→ **AVAILABLE RECORDS**:
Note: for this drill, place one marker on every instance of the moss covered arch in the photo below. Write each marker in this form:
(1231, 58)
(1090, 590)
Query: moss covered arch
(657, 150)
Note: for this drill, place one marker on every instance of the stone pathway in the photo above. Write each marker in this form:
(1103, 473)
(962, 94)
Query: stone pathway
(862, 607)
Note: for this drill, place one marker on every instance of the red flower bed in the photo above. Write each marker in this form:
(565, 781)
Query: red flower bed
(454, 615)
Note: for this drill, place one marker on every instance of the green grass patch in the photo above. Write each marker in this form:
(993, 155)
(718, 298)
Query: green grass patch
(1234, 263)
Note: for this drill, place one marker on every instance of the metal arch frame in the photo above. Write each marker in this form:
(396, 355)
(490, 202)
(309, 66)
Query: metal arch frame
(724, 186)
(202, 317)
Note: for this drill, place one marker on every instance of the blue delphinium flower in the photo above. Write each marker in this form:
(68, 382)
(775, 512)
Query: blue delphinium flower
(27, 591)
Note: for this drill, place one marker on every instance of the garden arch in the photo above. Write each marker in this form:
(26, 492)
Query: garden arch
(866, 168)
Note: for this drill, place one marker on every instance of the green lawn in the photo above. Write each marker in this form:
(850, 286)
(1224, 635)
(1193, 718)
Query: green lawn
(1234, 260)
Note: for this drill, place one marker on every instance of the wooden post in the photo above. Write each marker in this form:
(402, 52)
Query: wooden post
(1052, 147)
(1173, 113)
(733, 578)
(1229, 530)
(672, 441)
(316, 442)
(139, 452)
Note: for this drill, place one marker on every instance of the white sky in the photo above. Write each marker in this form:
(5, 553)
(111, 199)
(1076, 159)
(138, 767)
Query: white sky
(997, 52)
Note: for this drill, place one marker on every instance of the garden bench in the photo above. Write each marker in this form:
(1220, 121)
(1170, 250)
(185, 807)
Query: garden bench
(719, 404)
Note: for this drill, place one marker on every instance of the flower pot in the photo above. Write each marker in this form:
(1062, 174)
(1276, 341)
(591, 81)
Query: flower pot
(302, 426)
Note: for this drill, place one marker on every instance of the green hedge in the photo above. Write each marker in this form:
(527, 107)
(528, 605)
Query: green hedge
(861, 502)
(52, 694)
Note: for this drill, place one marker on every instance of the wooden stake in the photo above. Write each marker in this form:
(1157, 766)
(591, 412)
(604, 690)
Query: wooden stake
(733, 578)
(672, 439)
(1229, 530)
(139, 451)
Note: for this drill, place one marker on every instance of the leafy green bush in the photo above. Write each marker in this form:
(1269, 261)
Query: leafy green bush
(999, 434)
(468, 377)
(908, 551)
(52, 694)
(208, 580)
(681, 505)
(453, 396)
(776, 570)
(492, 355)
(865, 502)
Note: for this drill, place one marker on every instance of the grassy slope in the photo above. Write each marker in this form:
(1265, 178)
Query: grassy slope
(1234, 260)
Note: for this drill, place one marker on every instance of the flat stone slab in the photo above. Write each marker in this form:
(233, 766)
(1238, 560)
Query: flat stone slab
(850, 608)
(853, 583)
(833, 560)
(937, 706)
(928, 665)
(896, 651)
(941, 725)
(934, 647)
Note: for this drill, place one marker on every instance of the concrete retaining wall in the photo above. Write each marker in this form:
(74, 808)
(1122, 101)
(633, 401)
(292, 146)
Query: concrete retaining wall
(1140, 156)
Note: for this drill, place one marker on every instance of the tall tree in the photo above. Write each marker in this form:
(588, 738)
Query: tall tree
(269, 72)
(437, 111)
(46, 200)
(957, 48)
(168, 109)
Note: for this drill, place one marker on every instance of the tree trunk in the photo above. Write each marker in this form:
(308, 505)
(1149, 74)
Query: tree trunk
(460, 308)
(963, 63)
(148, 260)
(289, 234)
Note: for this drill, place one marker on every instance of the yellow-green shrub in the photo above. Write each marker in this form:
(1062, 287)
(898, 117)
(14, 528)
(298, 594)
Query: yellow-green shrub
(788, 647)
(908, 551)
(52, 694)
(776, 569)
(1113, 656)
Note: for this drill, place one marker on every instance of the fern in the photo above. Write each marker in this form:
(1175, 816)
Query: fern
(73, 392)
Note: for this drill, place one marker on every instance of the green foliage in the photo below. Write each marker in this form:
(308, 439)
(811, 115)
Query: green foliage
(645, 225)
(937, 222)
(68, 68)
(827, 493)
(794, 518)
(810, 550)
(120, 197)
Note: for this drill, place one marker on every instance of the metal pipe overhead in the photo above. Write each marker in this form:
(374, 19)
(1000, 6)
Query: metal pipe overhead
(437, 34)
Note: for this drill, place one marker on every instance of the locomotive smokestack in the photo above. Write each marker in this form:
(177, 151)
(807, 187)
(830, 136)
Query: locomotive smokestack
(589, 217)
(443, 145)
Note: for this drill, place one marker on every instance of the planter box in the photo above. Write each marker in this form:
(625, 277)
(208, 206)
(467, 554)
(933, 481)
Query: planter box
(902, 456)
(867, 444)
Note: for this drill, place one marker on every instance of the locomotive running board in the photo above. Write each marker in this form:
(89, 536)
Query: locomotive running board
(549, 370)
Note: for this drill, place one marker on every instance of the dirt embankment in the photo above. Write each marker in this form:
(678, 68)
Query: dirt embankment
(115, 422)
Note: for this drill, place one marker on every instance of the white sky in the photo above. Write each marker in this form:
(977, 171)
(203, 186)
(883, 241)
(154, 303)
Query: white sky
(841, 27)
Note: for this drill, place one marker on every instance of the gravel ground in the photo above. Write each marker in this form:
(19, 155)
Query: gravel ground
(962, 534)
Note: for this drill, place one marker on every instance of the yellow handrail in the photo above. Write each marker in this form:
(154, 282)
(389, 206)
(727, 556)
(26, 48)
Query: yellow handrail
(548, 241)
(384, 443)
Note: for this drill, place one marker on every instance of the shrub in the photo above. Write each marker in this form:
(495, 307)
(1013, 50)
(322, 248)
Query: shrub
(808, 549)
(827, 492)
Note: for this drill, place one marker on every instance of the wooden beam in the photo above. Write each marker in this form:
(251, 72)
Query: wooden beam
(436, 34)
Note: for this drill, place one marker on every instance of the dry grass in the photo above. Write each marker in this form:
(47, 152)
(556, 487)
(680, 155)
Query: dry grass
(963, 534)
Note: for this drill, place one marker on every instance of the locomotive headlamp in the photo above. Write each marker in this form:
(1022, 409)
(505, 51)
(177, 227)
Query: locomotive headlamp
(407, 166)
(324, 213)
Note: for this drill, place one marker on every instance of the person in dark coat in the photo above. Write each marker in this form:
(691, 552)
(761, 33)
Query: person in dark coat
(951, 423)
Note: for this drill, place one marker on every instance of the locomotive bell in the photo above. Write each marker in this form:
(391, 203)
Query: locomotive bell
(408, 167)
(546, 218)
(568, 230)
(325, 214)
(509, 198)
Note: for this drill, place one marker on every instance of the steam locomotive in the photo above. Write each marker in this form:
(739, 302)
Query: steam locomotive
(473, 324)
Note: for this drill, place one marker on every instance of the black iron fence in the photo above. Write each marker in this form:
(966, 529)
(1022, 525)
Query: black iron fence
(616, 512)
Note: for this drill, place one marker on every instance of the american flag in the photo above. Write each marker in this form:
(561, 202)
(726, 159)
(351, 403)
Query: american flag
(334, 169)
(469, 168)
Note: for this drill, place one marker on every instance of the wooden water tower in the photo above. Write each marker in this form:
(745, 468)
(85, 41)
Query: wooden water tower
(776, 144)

→ **WORK REQUIRED**:
After reading the records above, work out how many lines contain "below" and give that number only.

→ **RESPONSE TO THE TASK**:
2